- **EXTRACTED TEXT**:
__________

Tree Structure Equality Check - How to Compare Two Binary Trees

You're in a phone screen at Adobe when the interviewer asks, "Given two binary trees, write a function to check if they're identical." This problem, also known as Same Tree on other platforms, is one of the most common tree questions in technical interviews. It appears frequently at Meta, Amazon, Apple, and Bloomberg because it tests your ability to think recursively about tree structures. Despite its apparent simplicity, candidates who haven't practiced it often stumble on the null-handling edge cases.

TL;DR

Recursively compare both trees node by node. If both nodes are null, they match. If only one is null, they don't match. If both exist but have different values, they don't match. Otherwise, recursively check the left subtrees and the right subtrees. Return true only if both recursive calls return true. This runs in O(n) time and O(n) space.

Prefer a different language? Jump to solutions in other languages.

Why This Problem Matters

The same tree problem is a gateway to recursive tree thinking. The pattern you learn here - "check the current nodes, then recurse on children" - shows up in dozens of other tree problems: symmetric tree, subtree checking, tree serialization, and more. Companies like Adobe (where this problem has an interview frequency of 8) use it as a quick filter to separate candidates who understand recursion from those who don't.

Understanding the Problem

Given the roots of two binary trees, firstTree and secondTree, determine if these trees are identical. Two trees are identical when they have the same structure and every corresponding node holds the same value.

Example 1: Identical Trees

firstTree: [1, 2, 3]

secondTree: [1, 2, 3]

Both trees have the same shape and the same values at each position. isSameTree(firstTree, secondTree) returns true.

Example 2: Different Structure

firstTree: [1, 2, #] - node 2 is the left child

secondTree: [1, #, 2] - node 2 is the right child

The values are the same, but node 2 sits on different sides. Structure matters. isSameTree(firstTree, secondTree) returns false.

Constraints

• The number of nodes in both trees is within the range [0, 100]
• Each node's value is between -10,000 and 10,000 inclusive

Edge Cases

1. Both trees are null: Two empty trees are identical, return true
2. One tree is null: An empty tree and a non-empty tree are never identical, return false
3. Single node trees: Compare the single values directly
4. Same values, different structure: [1, 2, 1] vs [1, 1, 2] are not identical

The Recursive Insight

Trees have a natural recursive structure. Every subtree is itself a valid binary tree. This means you can break the problem down: two trees are identical if and only if their roots have the same value AND their left subtrees are identical AND their right subtrees are identical.

The recursion terminates at null nodes. When both nodes are null, you've reached matching leaf boundaries. When only one is null, you've found a structural difference.

Base case: when both nodes are null, the empty subtrees are identical.

Solution Approach

The algorithm follows three checks at each pair of nodes:

1. Both null? Return true - matching empty subtrees
2. One null? Return false - structural mismatch
3. Values differ? Return false - data mismatch
4. All checks pass? Recurse on left children AND right children

This depth-first traversal visits each node exactly once, comparing it with its counterpart in the other tree.

__________

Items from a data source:
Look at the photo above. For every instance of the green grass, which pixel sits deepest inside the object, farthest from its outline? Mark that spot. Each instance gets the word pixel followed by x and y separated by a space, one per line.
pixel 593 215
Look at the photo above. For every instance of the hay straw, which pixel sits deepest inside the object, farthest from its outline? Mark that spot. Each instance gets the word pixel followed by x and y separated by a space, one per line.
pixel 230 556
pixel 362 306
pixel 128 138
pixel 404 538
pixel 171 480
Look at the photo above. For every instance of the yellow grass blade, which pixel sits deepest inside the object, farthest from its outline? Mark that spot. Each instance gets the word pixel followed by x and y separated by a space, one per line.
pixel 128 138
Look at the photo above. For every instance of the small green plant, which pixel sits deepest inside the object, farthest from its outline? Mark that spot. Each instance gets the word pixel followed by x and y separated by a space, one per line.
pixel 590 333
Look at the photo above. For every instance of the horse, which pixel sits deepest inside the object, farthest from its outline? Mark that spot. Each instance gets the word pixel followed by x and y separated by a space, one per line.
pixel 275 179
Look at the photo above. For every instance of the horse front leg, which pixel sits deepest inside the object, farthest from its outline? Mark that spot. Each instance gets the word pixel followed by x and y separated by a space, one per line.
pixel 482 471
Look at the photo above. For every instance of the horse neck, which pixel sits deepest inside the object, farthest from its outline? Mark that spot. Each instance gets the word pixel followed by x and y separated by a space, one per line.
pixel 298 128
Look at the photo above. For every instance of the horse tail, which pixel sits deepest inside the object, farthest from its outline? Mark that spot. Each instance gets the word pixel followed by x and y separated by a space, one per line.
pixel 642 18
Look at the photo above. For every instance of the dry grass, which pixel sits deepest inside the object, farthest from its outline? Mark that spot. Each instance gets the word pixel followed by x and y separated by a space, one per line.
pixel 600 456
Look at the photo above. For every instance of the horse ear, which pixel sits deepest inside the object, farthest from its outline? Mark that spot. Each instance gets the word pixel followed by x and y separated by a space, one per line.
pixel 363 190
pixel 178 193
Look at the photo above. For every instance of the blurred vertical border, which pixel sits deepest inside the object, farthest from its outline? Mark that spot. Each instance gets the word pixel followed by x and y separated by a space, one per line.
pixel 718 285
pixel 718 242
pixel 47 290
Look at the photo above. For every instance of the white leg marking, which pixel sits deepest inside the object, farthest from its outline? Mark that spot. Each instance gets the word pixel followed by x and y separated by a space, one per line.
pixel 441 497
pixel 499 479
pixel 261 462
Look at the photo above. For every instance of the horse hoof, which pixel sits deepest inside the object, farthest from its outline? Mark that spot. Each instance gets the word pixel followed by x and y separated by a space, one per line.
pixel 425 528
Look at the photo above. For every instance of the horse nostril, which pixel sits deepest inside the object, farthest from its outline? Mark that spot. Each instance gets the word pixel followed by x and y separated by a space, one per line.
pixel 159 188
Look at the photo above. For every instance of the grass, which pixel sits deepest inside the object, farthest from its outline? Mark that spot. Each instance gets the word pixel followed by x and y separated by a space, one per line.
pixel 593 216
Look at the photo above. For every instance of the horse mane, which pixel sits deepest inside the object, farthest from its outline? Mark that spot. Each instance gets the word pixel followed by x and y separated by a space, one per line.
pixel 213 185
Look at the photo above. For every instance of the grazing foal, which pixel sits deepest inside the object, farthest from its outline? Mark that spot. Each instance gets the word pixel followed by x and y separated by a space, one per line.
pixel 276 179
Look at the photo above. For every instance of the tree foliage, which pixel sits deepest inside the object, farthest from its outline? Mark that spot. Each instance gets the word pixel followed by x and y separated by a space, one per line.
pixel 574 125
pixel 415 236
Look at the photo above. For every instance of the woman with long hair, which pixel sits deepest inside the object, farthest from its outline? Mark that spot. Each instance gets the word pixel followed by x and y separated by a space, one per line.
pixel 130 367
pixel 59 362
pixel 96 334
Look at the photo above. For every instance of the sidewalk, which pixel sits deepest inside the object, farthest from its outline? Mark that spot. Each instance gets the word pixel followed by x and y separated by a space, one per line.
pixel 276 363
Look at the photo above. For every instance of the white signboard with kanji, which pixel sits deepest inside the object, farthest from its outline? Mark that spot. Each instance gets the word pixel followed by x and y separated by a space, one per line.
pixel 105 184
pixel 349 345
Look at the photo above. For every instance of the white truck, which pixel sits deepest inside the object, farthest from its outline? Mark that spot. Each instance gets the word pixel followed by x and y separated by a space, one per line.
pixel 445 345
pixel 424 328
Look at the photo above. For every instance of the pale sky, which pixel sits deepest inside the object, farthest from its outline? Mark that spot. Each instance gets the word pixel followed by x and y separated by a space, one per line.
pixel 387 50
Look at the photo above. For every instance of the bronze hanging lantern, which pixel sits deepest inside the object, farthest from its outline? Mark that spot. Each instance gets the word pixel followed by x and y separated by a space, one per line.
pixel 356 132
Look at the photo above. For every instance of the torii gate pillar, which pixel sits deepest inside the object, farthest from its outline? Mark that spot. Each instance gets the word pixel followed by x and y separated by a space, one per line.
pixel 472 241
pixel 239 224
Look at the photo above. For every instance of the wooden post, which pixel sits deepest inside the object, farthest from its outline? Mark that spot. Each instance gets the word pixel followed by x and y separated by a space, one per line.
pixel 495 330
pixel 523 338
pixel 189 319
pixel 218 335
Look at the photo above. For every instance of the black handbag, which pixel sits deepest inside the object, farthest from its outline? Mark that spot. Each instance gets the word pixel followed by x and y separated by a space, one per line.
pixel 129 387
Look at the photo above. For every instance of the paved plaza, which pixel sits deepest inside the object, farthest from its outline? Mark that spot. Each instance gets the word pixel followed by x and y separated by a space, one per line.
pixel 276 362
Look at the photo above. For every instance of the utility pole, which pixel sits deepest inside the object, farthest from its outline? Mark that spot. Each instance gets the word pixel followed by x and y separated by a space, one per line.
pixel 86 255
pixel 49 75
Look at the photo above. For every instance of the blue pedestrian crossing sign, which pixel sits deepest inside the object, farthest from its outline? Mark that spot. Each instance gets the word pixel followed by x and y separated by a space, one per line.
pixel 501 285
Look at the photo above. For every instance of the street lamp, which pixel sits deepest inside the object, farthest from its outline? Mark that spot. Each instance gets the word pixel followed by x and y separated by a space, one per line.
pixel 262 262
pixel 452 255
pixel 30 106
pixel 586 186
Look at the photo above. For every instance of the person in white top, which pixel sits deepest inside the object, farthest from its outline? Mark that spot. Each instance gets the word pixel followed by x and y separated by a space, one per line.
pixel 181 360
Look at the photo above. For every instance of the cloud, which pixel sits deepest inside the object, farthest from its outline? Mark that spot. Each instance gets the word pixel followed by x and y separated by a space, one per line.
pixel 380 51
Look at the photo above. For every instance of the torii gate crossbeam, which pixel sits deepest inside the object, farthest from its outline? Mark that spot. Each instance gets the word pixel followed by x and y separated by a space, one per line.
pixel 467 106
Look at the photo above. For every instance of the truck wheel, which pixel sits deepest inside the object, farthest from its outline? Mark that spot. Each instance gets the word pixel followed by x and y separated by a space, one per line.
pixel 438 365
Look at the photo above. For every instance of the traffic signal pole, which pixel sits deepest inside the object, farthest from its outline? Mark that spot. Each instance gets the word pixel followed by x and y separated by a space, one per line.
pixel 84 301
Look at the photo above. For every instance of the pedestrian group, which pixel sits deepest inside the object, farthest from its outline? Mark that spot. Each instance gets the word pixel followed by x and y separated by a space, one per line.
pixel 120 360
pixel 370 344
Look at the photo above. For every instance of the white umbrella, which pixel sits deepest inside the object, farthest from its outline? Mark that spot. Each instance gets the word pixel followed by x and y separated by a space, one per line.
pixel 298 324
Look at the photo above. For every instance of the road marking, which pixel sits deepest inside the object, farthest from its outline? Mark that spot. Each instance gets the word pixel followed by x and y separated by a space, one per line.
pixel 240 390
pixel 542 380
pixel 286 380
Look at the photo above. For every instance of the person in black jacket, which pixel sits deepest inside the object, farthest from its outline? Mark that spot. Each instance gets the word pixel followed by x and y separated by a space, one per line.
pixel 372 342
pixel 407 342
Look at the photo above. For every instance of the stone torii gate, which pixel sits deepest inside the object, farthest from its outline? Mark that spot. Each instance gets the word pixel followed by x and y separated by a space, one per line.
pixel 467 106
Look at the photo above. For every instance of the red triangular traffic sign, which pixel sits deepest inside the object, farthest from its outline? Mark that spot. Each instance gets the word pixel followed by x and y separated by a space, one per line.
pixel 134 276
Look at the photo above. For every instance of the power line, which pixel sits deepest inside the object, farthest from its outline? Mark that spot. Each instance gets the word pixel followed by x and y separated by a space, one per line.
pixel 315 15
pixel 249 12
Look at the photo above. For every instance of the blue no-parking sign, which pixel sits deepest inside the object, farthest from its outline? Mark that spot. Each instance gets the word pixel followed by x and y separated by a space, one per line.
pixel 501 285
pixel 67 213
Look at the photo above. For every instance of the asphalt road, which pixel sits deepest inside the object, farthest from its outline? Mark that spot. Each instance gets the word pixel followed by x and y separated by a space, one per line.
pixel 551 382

__________

- **STATED EXERCISE 1**: Using the same-tree article, decide whether each statement agrees with it: (a) two empty trees count as identical; (b) the problem appears frequently at Google; (c) each node's value falls between -10,000 and 10,000 inclusive. Answer yes or no for each and quote the deciding words from the article.
- **STATED EXERCISE 2**: Write the next part of the same-tree article, continuing from its last sentence.

- **TASK RESULT 1**:
(a) Yes: "Two empty trees are identical, return true"
(b) No: "It appears frequently at Meta, Amazon, Apple, and Bloomberg"
(c) Yes: "Each node's value is between -10,000 and 10,000 inclusive"

- **TASK RESULT 2**:
Implementation

public class Solution {
  public boolean isSameTree(TreeNode firstTree, TreeNode secondTree) {
    if (firstTree == null && secondTree == null) {
      return true;
    }
    if (firstTree == null || secondTree == null) {
      return false;
    }
    if (firstTree.data != secondTree.data) {
      return false;
    }
    return isSameTree(firstTree.left, secondTree.left) && isSameTree(firstTree.right, secondTree.right);
  }
}

Tracing Through Identical Trees

For firstTree = [1, 2, 3] and secondTree = [1, 2, 3]:

The recursion fans out to each subtree, confirms all leaf nodes match at their null boundaries, and propagates true back up to the root.

Tracing Through Different Trees

For firstTree = [1, 2, #] and secondTree = [1, #, 2]:

The left subtree comparison immediately finds a structural mismatch: firstTree.left is node 2 but secondTree.left is null. The function returns false without needing to check the right subtrees.

Walkthrough with a Deeper Tree

For two identical copies of [1, 2, 3, 4, 5]:

The recursion follows every path from root to leaf. Each path is compared with the corresponding path in the second tree. All three paths must match for the trees to be identical.

Complexity Analysis

Time: O(n)

Every node is visited at most once. In the best case, a mismatch at the root returns in O(1). In the worst case, both trees are identical and all n nodes are compared. Each comparison performs O(1) work (null checks and value comparison).

Space: O(n)

The space comes from the recursive call stack. For a balanced tree with n nodes, the maximum recursion depth is O(log n). For a completely skewed tree (every node has only one child), the depth equals n, giving O(n) space in the worst case.

Common Pitfalls

1. Null pointer exceptions: Always check for null before accessing .data, .left, or .right. The order of checks matters - null checks must come before value comparison.

2. Checking values without checking structure: Two trees can have the same values in a different arrangement. [1, 2, 1] and [1, 1, 2] have identical values but different structures.

3. Using OR instead of AND: Both the left subtrees AND the right subtrees must be identical. Using || instead of && would return true if only one subtree matches.

4. Forgetting the single-null case: If firstTree is null and secondTree is not (or vice versa), you must return false. A common mistake is only checking firstTree == null && secondTree == null and skipping the case where exactly one is null.

Interview Tips

1. Start with the base cases: Tell the interviewer, "I'll handle the null cases first, then compare values, then recurse." This shows structured thinking.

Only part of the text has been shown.